PROBLEM STATEMENT ▸
As the answer, give a copy of each line below that includes the word "instance".

== RECORD EXCERPTS ==

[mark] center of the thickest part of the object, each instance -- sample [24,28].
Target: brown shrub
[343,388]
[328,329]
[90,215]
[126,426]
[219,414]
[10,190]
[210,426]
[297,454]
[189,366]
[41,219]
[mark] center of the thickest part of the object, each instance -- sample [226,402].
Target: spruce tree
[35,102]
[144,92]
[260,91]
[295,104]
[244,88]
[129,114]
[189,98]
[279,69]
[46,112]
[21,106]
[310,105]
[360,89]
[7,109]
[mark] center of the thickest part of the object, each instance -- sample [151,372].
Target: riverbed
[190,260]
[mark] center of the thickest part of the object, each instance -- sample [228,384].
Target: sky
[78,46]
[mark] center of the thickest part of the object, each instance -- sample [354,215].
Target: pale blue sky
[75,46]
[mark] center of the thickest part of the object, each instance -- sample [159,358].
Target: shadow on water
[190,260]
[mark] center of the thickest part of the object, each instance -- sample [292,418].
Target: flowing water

===

SOLVED EXERCISE ▸
[mark] center of the thickest part of the object, each instance -- sample [24,28].
[mark] center of the thickest part of the object, each instance -- sample [226,402].
[mark] center of the thickest part of the object, each instance -- sample [151,372].
[mark] center of the thickest part of the object, each instance -- sample [228,384].
[mark] center of the thickest part of the object, each instance -- sample [354,215].
[mark] center of the thickest part of the object, each instance -- sample [159,358].
[mark] center of the thickest part of the object, each instance -- sample [292,418].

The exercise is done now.